» Required action:
Copy the records below exactly. Include all of them.

(Stored data)
===============

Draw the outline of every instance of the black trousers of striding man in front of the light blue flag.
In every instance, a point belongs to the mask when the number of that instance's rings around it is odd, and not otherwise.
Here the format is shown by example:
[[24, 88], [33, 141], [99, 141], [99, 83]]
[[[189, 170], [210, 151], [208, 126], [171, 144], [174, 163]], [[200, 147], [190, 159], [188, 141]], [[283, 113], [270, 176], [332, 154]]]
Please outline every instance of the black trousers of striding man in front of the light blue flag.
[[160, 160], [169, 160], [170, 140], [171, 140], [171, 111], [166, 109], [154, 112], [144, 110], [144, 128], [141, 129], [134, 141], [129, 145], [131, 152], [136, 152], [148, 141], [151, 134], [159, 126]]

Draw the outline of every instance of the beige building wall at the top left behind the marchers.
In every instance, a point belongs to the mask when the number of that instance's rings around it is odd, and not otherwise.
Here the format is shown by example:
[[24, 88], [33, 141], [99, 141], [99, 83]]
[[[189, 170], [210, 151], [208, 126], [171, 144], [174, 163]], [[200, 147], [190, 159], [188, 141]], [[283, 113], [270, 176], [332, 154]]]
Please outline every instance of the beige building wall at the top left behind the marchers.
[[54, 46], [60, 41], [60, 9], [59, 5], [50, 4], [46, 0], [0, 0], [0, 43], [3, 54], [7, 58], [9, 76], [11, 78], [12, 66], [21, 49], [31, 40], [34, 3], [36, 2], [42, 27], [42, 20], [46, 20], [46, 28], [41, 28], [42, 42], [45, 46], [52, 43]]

===============

» Final answer:
Draw the outline of every instance of the black trousers of striding man in front of the light blue flag.
In every instance, a point belongs to the mask when the number of that instance's rings around it is odd, and not otherwise.
Here the format is shown by example:
[[24, 88], [33, 141], [99, 141], [99, 83]]
[[[189, 170], [210, 151], [208, 126], [171, 144], [174, 163]], [[200, 147], [190, 159], [188, 141]], [[283, 113], [270, 176], [332, 154]]]
Please outline every instance of the black trousers of striding man in front of the light blue flag.
[[160, 160], [169, 160], [170, 140], [171, 140], [171, 111], [166, 109], [154, 112], [144, 110], [144, 128], [141, 129], [134, 141], [129, 145], [131, 152], [136, 152], [148, 141], [151, 134], [159, 126]]

Draw the outline of every instance of the beige building wall at the top left behind the marchers.
In every instance, a point belongs to the mask when the number of that instance's rings around it is odd, and not otherwise.
Here the format is shown by example:
[[24, 88], [33, 141], [99, 141], [99, 83]]
[[[189, 170], [210, 151], [208, 126], [171, 144], [174, 163]], [[200, 147], [190, 159], [188, 141]], [[283, 113], [270, 176], [332, 154]]]
Please outline every instance of the beige building wall at the top left behind the marchers.
[[54, 46], [60, 41], [60, 9], [59, 5], [50, 4], [46, 0], [0, 0], [0, 43], [3, 54], [7, 58], [9, 76], [11, 78], [12, 66], [21, 49], [31, 40], [34, 3], [36, 2], [42, 27], [42, 20], [46, 20], [46, 28], [41, 28], [42, 42], [45, 46], [52, 43]]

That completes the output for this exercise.